_Provided records_
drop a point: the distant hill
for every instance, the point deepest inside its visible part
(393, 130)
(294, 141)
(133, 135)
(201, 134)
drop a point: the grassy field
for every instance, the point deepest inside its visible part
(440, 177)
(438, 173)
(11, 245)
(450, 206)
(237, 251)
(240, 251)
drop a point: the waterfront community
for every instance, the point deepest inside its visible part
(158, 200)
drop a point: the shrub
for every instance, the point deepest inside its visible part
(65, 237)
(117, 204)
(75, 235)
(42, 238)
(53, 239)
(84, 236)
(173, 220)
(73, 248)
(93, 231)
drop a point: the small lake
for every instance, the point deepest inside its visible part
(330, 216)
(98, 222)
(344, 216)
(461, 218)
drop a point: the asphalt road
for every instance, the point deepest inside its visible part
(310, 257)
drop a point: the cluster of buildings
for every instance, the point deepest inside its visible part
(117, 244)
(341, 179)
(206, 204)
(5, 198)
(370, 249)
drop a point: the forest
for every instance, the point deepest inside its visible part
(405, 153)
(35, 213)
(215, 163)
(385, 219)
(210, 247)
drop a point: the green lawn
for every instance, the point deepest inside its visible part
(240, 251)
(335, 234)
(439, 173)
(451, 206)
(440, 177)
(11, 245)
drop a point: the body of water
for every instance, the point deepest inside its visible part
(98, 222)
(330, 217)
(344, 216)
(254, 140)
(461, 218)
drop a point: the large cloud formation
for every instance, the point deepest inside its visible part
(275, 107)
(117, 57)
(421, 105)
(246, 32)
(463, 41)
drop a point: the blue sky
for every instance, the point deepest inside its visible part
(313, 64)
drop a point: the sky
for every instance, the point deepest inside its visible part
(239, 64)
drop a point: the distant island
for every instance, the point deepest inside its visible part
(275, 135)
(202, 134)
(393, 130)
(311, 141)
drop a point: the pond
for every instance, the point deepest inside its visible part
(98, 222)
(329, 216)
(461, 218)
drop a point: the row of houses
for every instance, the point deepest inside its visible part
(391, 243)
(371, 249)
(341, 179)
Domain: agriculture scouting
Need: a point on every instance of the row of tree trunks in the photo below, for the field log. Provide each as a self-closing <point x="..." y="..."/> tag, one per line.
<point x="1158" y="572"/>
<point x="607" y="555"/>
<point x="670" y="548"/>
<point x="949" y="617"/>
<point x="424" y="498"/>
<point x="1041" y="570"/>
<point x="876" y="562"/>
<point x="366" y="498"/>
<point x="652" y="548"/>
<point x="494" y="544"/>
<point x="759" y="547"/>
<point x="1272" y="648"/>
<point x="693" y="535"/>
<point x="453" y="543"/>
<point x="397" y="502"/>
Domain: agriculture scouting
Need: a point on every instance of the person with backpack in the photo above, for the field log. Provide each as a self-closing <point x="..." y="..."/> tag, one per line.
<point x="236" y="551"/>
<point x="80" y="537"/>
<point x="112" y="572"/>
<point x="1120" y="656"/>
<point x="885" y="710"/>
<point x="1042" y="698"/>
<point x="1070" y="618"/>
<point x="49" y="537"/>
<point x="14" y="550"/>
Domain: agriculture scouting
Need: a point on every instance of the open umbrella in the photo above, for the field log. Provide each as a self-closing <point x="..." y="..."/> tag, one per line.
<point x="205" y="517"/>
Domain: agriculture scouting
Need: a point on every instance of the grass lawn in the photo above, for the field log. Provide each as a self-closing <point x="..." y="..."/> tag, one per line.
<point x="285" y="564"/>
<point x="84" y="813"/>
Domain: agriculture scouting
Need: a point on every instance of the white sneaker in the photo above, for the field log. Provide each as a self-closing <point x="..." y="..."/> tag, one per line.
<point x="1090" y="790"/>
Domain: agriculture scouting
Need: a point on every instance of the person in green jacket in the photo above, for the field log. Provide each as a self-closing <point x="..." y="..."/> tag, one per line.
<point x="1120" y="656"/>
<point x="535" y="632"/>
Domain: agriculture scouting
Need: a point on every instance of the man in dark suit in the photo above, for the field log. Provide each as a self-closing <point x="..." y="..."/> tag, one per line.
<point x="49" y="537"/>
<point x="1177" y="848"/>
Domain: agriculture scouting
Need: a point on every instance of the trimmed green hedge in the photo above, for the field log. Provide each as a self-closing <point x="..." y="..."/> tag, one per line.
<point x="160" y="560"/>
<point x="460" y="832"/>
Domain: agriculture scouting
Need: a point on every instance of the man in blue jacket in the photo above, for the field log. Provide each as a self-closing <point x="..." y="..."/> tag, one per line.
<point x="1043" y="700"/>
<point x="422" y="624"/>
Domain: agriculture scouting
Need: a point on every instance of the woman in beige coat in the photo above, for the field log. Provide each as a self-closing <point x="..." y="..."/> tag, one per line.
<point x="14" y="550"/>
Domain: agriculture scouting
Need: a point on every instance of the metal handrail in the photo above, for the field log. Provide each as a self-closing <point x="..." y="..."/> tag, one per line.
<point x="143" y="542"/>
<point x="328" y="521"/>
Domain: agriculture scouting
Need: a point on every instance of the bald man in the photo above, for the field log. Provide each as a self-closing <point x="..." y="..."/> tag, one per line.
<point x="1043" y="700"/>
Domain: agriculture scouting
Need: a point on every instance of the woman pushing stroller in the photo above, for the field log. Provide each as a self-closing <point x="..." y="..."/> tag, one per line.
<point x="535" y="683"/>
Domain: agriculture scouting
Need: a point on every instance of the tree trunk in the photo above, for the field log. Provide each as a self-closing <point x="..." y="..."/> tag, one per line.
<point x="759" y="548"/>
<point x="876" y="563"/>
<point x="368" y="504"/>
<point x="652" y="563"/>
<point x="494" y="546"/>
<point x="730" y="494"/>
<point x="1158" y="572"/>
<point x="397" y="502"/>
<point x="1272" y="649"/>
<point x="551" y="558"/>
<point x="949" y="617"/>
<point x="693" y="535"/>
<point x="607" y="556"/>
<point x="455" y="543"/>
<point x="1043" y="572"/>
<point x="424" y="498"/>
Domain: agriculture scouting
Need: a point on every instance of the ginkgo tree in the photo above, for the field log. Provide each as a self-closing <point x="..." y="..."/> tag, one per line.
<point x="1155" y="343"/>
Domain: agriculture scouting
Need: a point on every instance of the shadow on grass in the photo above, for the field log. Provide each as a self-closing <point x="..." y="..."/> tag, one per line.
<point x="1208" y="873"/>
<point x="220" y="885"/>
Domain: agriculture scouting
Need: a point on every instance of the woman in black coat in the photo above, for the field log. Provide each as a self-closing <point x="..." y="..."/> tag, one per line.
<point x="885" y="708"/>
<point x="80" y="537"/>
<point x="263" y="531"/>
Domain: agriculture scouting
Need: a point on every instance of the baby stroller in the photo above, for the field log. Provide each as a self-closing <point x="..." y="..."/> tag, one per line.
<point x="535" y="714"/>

_Required task_
Output an exact copy of each record.

_Expected answer_
drop a point: the distant hill
for every instance, the point deepest inside its visible part
(393, 130)
(294, 141)
(133, 135)
(201, 134)
drop a point: the grassy field
for every instance, the point deepest inside its visible part
(440, 177)
(438, 173)
(11, 245)
(450, 206)
(237, 251)
(240, 251)
drop a point: the waterfront community
for every instance, the point deepest inside its visible part
(158, 200)
drop a point: the shrub
for every instance, the point deepest inside its visible part
(65, 237)
(117, 204)
(75, 235)
(42, 238)
(53, 239)
(84, 236)
(173, 220)
(73, 248)
(93, 231)
drop a point: the small lake
for every instance, the point deepest inside its visible part
(330, 216)
(98, 222)
(344, 216)
(461, 218)
drop a point: the asphalt road
for every instance, the point deepest inside its visible part
(310, 257)
drop a point: the cluster of buildings
for every instance, the point deepest inside its visible part
(117, 244)
(341, 179)
(206, 204)
(5, 198)
(370, 249)
drop a point: the forest
for every instance, the point deepest inside its visible part
(405, 153)
(35, 213)
(215, 163)
(385, 219)
(210, 247)
drop a point: the green lawn
for every instance, the point deepest inside its visible part
(240, 251)
(335, 234)
(439, 173)
(451, 206)
(440, 177)
(11, 245)
drop a point: the body of water
for every instance, the point deepest inside its visible part
(98, 222)
(330, 217)
(344, 216)
(254, 140)
(461, 218)
drop a point: the large cloud formation
for every instance, the point deepest inside its visible part
(275, 107)
(117, 57)
(421, 105)
(246, 32)
(463, 41)
drop a point: the blue sky
for every instance, the point deepest inside its visible part
(313, 64)
drop a point: the sky
for every instance, the point deepest inside its visible part
(239, 64)
drop a point: the distant island
for every instance, the point deepest inside its visible part
(275, 135)
(202, 134)
(393, 130)
(311, 141)
drop a point: the pond
for every instance, the point deepest inside its visible part
(98, 222)
(329, 216)
(461, 218)
drop a point: the row of houses
for every instance, the point deepest inside its visible part
(391, 243)
(371, 249)
(341, 179)
Domain: agriculture scouting
Need: a point on every instance of the row of tree trunks in the photo below, for the field log. Provide each as a self-closing <point x="..." y="..."/> tag, one per line.
<point x="1158" y="572"/>
<point x="607" y="555"/>
<point x="670" y="548"/>
<point x="949" y="617"/>
<point x="424" y="498"/>
<point x="1041" y="570"/>
<point x="876" y="562"/>
<point x="366" y="498"/>
<point x="652" y="548"/>
<point x="494" y="544"/>
<point x="759" y="547"/>
<point x="1272" y="648"/>
<point x="693" y="535"/>
<point x="453" y="543"/>
<point x="397" y="502"/>
Domain: agriculture scouting
Need: a point on every instance of the person with backpack in the photo above, for the field log. Provide each as a self-closing <point x="..." y="..."/> tag, one per line.
<point x="236" y="551"/>
<point x="80" y="537"/>
<point x="112" y="572"/>
<point x="1120" y="656"/>
<point x="885" y="710"/>
<point x="1042" y="698"/>
<point x="1070" y="618"/>
<point x="49" y="537"/>
<point x="14" y="550"/>
Domain: agriculture scouting
Need: a point on every instance of the open umbrella in the photo above, for the field log. Provide each as a self-closing <point x="..." y="..."/> tag, one per line.
<point x="205" y="517"/>
Domain: agriculture scouting
Need: a point on every instance of the grass lawn in the photo above, for the field log. Provide each as a self-closing <point x="..." y="..."/> tag, one per line.
<point x="285" y="564"/>
<point x="84" y="813"/>
Domain: agriculture scouting
Need: a point on every instance of the white sneaker in the photo above, for the field log. Provide each as a self-closing <point x="..." y="..."/> tag, one per line.
<point x="1090" y="790"/>
Domain: agriculture scouting
Need: a point on every instance of the person in green jacket in the photo above, for the field log. Provide each as a self-closing <point x="..." y="..."/> tag, one per line.
<point x="1120" y="656"/>
<point x="535" y="632"/>
Domain: agriculture scouting
Need: a point on every instance of the man in dark suit in the photo above, for the field log. Provide each as a self-closing <point x="..." y="..."/> tag, one per line.
<point x="49" y="537"/>
<point x="1177" y="848"/>
Domain: agriculture scouting
Need: a point on every instance of the trimmed green hedge in the photo above, for the field log. Provide each as a self-closing <point x="..." y="..."/> tag, one per line.
<point x="160" y="560"/>
<point x="460" y="832"/>
Domain: agriculture scouting
Need: a point on every instance of the man in blue jacket in the photo above, for the field log. Provide each as a self-closing <point x="..." y="..."/> tag, one per line.
<point x="1043" y="700"/>
<point x="422" y="624"/>
Domain: agriculture scouting
Need: a point on every instance of the woman in beige coat in the photo above, for the field log. Provide each as a self-closing <point x="..." y="..."/> tag, one per line.
<point x="14" y="550"/>
Domain: agriculture scouting
Need: a point on every instance of the metal handrail in the photo above, for the field log. Provide each as a self-closing <point x="..." y="..."/> tag, one per line.
<point x="143" y="542"/>
<point x="328" y="521"/>
Domain: agriculture scouting
Need: a point on every instance of the bald man in the photo above, for the field log. Provide each as a self-closing <point x="..." y="..."/> tag, one per line.
<point x="1043" y="700"/>
Domain: agriculture scouting
Need: a point on every instance of the woman pushing stroller in the photo above, for the field log. Provide each as a self-closing <point x="..." y="..."/> tag, one per line.
<point x="535" y="683"/>
Domain: agriculture scouting
Need: a point on every instance of the tree trunk in the photo above, for the field log. Provide each as a self-closing <point x="..." y="..."/> tag, one per line.
<point x="759" y="548"/>
<point x="876" y="563"/>
<point x="368" y="504"/>
<point x="652" y="563"/>
<point x="494" y="546"/>
<point x="730" y="494"/>
<point x="1158" y="572"/>
<point x="397" y="502"/>
<point x="1272" y="649"/>
<point x="551" y="558"/>
<point x="949" y="617"/>
<point x="693" y="535"/>
<point x="607" y="556"/>
<point x="455" y="543"/>
<point x="1043" y="572"/>
<point x="424" y="498"/>
Domain: agriculture scouting
Need: a point on every instance of the ginkgo tree in the photo above, for the field log. Provide each as a self-closing <point x="..." y="..."/> tag, one per line.
<point x="1155" y="343"/>
Domain: agriculture scouting
Need: a point on every instance of the shadow on grass in the photo above, for the field log. Provide each as a self-closing <point x="..." y="..."/> tag, one per line.
<point x="1208" y="873"/>
<point x="220" y="885"/>
Domain: agriculture scouting
Need: a point on every instance of the woman in black coat in the photo above, for the field log. Provide each as a self-closing <point x="..." y="..."/> tag, one per line.
<point x="885" y="708"/>
<point x="80" y="537"/>
<point x="263" y="531"/>
Domain: agriculture scouting
Need: a point on every instance of the baby stroller in the photo above, for the field log. Provide each as a self-closing <point x="..." y="..."/> tag, one per line.
<point x="535" y="714"/>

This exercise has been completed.